## GOAL
Rewrite everything from the line containing "Could you spot the dark" down to the end of the items, replacing "photo" with "image" and leaving all else unchanged. Leave the pictures out of your answer.

## SUPPLIED MATERIAL
***
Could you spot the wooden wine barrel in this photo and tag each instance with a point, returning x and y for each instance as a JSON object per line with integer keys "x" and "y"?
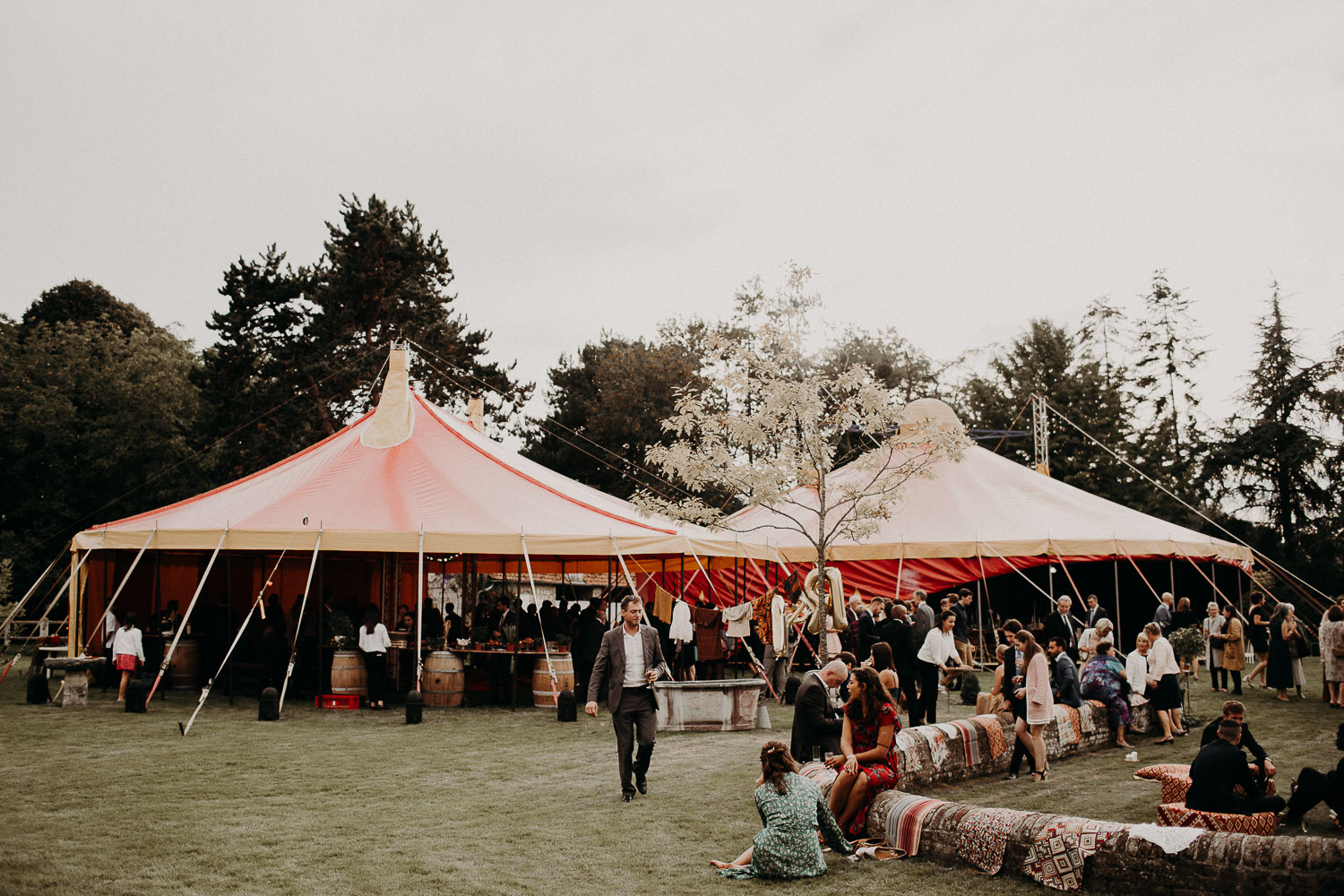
{"x": 564, "y": 664}
{"x": 349, "y": 673}
{"x": 185, "y": 668}
{"x": 443, "y": 680}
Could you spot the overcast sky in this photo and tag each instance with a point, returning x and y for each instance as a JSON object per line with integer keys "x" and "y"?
{"x": 951, "y": 169}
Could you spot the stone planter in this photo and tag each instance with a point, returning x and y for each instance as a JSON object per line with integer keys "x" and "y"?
{"x": 709, "y": 705}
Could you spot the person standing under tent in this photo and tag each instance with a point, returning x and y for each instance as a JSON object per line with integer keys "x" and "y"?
{"x": 1040, "y": 705}
{"x": 628, "y": 664}
{"x": 1212, "y": 629}
{"x": 1234, "y": 648}
{"x": 1164, "y": 613}
{"x": 1164, "y": 684}
{"x": 1061, "y": 625}
{"x": 128, "y": 651}
{"x": 1282, "y": 629}
{"x": 1257, "y": 633}
{"x": 374, "y": 642}
{"x": 937, "y": 654}
{"x": 1094, "y": 611}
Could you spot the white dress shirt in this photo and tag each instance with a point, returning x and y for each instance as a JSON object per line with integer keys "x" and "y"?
{"x": 633, "y": 659}
{"x": 940, "y": 649}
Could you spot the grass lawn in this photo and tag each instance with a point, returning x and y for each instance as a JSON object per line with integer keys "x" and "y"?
{"x": 470, "y": 801}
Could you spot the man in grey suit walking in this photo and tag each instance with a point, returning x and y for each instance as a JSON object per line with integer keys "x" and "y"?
{"x": 628, "y": 664}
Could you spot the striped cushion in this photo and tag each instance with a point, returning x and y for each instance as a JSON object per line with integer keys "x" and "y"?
{"x": 1177, "y": 815}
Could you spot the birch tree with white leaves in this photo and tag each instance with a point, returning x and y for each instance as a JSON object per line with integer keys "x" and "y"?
{"x": 777, "y": 429}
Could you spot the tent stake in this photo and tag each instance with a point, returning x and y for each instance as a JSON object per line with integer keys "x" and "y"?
{"x": 117, "y": 594}
{"x": 182, "y": 626}
{"x": 298, "y": 624}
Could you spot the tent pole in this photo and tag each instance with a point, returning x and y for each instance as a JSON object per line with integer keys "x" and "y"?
{"x": 117, "y": 592}
{"x": 546, "y": 650}
{"x": 51, "y": 565}
{"x": 298, "y": 624}
{"x": 419, "y": 606}
{"x": 257, "y": 606}
{"x": 182, "y": 626}
{"x": 629, "y": 579}
{"x": 61, "y": 592}
{"x": 1116, "y": 568}
{"x": 980, "y": 608}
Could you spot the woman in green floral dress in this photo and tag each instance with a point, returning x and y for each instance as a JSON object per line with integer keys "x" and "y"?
{"x": 793, "y": 812}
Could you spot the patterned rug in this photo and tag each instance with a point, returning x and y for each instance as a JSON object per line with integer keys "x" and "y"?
{"x": 969, "y": 740}
{"x": 983, "y": 836}
{"x": 1069, "y": 724}
{"x": 997, "y": 742}
{"x": 1055, "y": 857}
{"x": 908, "y": 753}
{"x": 937, "y": 743}
{"x": 905, "y": 821}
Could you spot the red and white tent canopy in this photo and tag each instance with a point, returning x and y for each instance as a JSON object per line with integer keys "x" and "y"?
{"x": 405, "y": 469}
{"x": 981, "y": 517}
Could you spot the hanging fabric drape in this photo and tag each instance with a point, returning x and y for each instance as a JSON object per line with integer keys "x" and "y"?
{"x": 182, "y": 626}
{"x": 629, "y": 581}
{"x": 117, "y": 592}
{"x": 1048, "y": 597}
{"x": 298, "y": 624}
{"x": 540, "y": 624}
{"x": 257, "y": 606}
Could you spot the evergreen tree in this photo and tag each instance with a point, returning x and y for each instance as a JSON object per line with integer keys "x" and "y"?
{"x": 1168, "y": 354}
{"x": 300, "y": 351}
{"x": 607, "y": 405}
{"x": 1276, "y": 458}
{"x": 1046, "y": 360}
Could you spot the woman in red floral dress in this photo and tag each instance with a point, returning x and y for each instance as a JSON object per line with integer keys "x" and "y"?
{"x": 867, "y": 764}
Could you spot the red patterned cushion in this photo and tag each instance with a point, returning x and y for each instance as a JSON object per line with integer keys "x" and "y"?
{"x": 1177, "y": 815}
{"x": 1175, "y": 788}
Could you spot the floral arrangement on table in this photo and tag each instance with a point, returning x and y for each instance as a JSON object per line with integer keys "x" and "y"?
{"x": 1187, "y": 642}
{"x": 340, "y": 629}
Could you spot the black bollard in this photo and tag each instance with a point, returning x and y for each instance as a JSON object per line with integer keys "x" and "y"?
{"x": 268, "y": 708}
{"x": 566, "y": 707}
{"x": 137, "y": 692}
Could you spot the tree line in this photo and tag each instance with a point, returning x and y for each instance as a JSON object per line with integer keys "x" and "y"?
{"x": 107, "y": 414}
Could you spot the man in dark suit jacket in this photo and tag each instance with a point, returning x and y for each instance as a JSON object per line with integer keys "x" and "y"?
{"x": 1061, "y": 625}
{"x": 866, "y": 627}
{"x": 628, "y": 664}
{"x": 1094, "y": 611}
{"x": 814, "y": 724}
{"x": 897, "y": 632}
{"x": 1218, "y": 769}
{"x": 1064, "y": 681}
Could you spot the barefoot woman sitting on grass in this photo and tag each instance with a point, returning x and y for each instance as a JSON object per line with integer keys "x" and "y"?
{"x": 793, "y": 813}
{"x": 866, "y": 763}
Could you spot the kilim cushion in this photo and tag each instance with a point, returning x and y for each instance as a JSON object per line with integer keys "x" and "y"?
{"x": 1177, "y": 815}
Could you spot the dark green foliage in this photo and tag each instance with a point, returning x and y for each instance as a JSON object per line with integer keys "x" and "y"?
{"x": 97, "y": 425}
{"x": 300, "y": 351}
{"x": 1045, "y": 360}
{"x": 81, "y": 301}
{"x": 616, "y": 392}
{"x": 1276, "y": 460}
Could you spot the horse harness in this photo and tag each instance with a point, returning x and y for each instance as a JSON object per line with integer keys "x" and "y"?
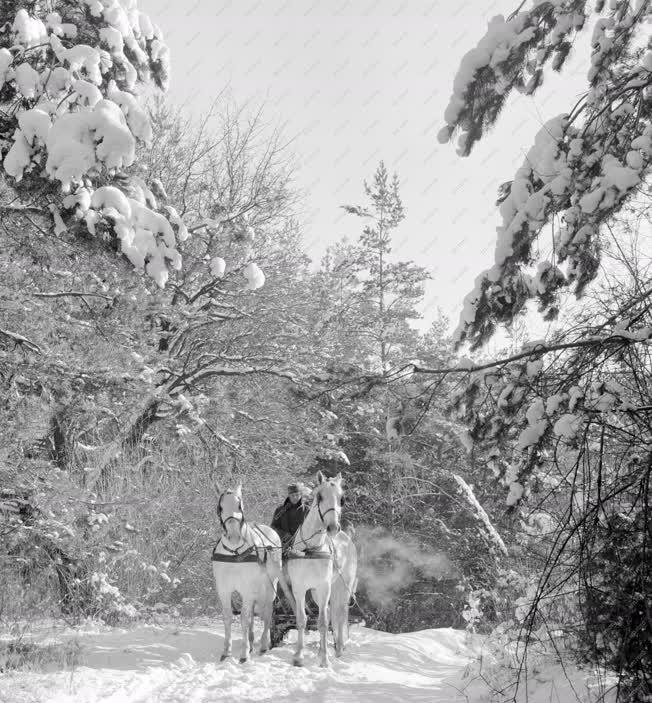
***
## FULL SOLUTION
Could you spot the dark green foliage in this image and tag each instance with a point, returning x and y for each instance as a JSON object per line with integer keys "x" and "y"?
{"x": 97, "y": 425}
{"x": 300, "y": 351}
{"x": 1045, "y": 360}
{"x": 81, "y": 301}
{"x": 616, "y": 392}
{"x": 1276, "y": 460}
Could you spot the horse harness in this image and tag each instance with a point, returning x and y for each instance as a JSON object per line with integer keys "x" and "y"?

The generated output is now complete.